(Data listing)
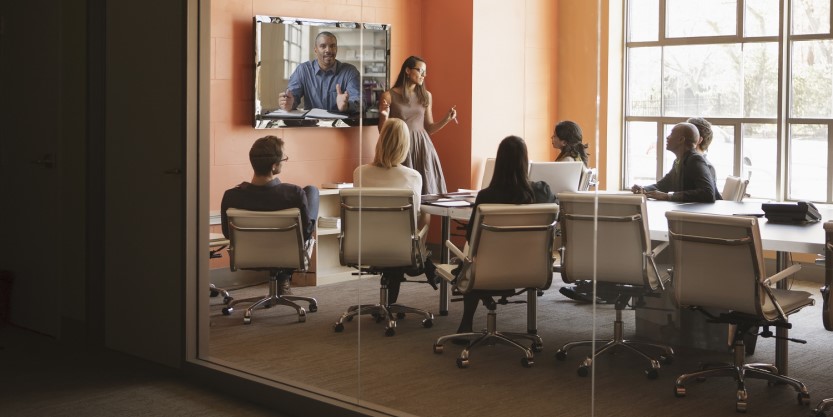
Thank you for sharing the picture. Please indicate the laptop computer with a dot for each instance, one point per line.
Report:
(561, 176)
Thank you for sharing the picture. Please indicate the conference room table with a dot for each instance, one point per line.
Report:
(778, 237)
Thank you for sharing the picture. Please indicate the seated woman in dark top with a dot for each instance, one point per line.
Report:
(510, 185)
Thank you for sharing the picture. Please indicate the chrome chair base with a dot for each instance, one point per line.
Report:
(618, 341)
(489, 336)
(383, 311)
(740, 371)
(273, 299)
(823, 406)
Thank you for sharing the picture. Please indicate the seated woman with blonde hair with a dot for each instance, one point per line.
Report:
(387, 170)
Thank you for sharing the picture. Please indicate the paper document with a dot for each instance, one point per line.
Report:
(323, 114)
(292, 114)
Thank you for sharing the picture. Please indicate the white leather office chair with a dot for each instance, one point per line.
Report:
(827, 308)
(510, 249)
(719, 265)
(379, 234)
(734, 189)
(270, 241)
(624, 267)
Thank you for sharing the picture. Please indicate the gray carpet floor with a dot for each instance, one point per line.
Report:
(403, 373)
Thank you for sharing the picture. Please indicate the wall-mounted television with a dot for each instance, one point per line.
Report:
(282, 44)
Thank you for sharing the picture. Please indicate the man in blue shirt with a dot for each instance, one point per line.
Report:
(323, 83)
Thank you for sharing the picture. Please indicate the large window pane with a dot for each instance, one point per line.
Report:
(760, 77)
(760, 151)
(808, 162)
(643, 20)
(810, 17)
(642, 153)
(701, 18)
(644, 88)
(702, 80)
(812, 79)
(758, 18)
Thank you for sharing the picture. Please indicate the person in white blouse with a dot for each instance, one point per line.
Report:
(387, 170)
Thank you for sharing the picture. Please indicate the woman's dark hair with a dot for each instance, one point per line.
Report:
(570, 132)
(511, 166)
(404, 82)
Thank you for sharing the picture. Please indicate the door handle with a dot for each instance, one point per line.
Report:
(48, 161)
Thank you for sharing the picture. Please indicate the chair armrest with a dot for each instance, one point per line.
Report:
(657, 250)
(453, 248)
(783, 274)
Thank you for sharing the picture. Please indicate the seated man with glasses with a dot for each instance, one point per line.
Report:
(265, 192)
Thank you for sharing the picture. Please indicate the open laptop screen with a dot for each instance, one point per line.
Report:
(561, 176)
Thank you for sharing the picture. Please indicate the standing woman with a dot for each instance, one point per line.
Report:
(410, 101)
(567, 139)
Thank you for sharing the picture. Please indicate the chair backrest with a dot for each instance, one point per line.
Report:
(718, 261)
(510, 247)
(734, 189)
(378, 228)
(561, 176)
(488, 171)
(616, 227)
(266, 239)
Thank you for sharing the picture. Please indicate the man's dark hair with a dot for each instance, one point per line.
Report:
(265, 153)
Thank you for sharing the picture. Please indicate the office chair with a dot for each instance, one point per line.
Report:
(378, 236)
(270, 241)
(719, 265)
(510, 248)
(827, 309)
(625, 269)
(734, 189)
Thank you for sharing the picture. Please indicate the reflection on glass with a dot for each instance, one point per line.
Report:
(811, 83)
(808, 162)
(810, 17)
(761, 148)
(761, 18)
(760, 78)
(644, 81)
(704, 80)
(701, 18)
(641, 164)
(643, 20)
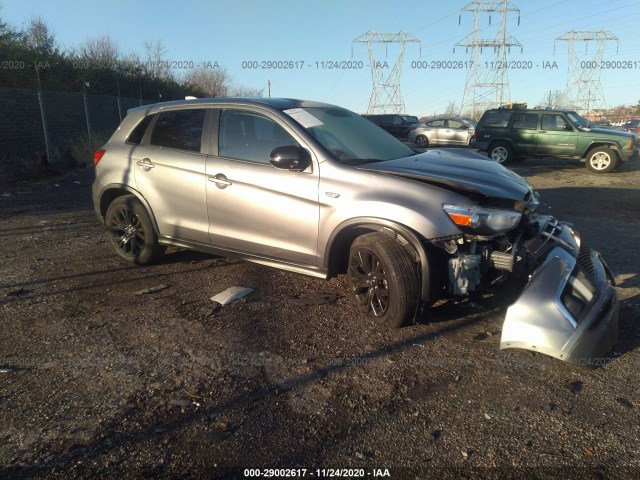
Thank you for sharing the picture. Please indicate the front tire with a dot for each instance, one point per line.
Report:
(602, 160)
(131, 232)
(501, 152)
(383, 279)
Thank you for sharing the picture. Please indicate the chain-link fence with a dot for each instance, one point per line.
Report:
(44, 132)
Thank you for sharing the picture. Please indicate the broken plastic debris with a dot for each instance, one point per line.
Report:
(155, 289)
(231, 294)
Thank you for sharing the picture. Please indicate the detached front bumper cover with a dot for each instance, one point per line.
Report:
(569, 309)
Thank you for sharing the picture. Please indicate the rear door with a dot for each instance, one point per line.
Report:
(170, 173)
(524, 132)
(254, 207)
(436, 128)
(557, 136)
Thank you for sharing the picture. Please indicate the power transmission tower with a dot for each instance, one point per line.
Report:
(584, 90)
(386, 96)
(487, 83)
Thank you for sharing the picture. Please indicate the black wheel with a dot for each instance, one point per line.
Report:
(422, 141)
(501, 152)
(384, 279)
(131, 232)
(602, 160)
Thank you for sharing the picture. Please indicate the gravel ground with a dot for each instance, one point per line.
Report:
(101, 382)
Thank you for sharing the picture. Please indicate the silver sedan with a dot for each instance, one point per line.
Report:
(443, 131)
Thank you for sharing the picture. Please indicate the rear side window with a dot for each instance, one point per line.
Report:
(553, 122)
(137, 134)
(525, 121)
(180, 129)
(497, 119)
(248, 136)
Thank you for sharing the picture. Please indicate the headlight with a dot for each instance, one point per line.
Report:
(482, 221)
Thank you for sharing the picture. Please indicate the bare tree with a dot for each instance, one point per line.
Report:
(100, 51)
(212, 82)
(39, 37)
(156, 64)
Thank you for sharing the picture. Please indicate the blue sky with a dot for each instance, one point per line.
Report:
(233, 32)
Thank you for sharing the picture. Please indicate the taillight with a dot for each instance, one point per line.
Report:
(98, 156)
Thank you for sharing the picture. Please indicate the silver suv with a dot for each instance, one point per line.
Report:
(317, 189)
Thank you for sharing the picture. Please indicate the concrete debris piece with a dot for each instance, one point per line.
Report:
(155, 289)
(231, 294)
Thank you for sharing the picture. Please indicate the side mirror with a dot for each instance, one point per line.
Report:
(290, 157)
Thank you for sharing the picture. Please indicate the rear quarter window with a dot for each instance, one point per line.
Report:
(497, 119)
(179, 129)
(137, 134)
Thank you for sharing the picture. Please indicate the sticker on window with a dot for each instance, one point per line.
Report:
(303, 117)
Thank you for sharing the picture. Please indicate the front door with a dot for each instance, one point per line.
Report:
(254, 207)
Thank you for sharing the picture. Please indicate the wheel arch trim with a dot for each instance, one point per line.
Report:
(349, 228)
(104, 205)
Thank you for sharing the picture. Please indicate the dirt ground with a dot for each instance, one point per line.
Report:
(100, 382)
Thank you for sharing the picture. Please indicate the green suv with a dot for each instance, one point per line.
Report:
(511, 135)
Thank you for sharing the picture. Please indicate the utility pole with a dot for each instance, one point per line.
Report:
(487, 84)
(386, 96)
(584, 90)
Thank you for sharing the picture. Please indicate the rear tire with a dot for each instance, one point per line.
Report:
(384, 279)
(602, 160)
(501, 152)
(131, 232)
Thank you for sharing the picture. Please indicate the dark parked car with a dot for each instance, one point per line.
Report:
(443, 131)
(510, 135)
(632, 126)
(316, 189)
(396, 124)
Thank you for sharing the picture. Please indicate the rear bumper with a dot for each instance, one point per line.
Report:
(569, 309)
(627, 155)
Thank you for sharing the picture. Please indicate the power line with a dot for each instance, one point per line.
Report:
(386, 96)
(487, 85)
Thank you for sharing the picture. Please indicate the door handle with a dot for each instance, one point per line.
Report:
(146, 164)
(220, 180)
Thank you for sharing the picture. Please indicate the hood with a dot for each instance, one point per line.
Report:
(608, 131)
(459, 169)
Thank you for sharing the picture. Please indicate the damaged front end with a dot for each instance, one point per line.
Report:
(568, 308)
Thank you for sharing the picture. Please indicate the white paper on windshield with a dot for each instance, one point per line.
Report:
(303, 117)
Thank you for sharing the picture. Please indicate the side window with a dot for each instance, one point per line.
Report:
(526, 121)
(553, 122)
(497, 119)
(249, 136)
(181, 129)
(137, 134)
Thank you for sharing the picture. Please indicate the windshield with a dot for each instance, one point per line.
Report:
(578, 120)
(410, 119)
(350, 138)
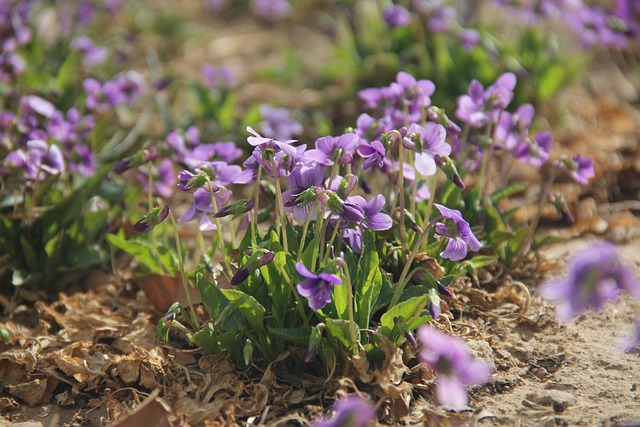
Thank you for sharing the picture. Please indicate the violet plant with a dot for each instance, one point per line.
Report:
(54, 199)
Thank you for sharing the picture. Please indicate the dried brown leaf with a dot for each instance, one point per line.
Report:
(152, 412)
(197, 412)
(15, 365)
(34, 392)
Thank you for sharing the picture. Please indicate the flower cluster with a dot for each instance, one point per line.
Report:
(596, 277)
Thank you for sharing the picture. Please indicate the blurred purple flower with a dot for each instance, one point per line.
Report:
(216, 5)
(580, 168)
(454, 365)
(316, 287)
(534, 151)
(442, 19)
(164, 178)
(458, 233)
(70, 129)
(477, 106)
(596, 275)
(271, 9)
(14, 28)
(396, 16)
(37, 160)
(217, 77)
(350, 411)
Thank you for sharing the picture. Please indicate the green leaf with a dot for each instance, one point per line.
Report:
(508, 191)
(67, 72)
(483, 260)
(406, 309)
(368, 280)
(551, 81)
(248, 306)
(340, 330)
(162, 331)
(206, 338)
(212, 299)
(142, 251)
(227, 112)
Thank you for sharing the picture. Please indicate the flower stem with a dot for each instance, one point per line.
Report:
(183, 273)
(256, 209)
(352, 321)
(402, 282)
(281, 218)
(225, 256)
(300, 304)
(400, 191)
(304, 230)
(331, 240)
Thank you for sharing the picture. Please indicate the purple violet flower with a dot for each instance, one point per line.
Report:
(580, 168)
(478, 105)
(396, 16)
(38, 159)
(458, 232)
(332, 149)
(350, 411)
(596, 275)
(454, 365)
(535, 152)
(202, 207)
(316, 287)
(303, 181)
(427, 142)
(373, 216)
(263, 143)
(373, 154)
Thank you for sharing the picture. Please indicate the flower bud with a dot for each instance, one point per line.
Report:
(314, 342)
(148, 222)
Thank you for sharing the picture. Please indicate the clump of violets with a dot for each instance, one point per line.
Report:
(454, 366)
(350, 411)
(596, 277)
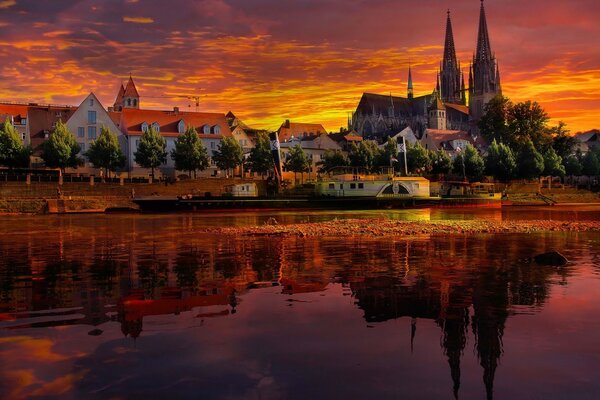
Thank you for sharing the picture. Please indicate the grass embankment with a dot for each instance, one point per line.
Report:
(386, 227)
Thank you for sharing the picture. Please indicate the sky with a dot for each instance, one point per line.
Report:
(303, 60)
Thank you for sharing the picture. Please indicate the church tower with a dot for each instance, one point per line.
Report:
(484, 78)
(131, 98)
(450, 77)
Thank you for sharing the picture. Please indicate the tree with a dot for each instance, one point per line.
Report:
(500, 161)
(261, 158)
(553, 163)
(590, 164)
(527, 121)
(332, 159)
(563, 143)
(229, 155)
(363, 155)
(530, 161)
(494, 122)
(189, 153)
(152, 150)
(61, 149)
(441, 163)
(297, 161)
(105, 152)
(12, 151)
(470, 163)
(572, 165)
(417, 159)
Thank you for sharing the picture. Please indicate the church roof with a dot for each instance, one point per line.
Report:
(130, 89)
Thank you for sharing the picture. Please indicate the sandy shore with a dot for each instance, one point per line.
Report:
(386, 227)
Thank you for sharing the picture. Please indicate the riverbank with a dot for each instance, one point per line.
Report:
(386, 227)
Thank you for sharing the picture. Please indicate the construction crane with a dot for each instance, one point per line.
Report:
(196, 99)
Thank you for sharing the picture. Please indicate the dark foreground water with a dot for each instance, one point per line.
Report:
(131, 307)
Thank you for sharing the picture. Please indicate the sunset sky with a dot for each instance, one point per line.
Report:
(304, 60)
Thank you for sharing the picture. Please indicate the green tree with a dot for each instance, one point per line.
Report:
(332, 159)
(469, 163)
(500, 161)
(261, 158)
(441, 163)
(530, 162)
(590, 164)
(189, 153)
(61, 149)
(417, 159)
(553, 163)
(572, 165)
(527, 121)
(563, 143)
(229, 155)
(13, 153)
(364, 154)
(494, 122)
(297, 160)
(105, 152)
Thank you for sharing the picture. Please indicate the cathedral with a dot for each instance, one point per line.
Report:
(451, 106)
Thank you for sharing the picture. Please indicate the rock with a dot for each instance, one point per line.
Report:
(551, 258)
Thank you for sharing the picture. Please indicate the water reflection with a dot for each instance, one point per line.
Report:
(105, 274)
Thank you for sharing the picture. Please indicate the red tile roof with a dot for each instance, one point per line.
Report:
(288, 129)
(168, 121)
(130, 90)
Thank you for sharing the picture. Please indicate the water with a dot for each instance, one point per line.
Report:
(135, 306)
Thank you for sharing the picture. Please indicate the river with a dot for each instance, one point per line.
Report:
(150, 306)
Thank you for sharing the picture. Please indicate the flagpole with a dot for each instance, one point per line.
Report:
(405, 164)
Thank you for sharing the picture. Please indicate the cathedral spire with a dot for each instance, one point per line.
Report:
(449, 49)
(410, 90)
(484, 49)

# [Given problem]
Only the lines from the one that contains "the water with" through the last line should be repeated, each exactly as it stands, with both ends included.

# [The solution]
Thank you for sharing the picture. Please indicate the water with a dot for each instance, one point per line.
Report:
(135, 306)
Thank you for sharing the picture. Please indicate the river with a dot for each instance, one point per line.
Report:
(150, 306)
Thank you for sharing the picture. Please indicate the flagpole with a dot for each instance, one point per line.
Report:
(405, 164)
Thank you for sharing the picture. Please indicate the cathedral spire with a dot for each instance, one point per line.
Report:
(449, 49)
(410, 90)
(484, 49)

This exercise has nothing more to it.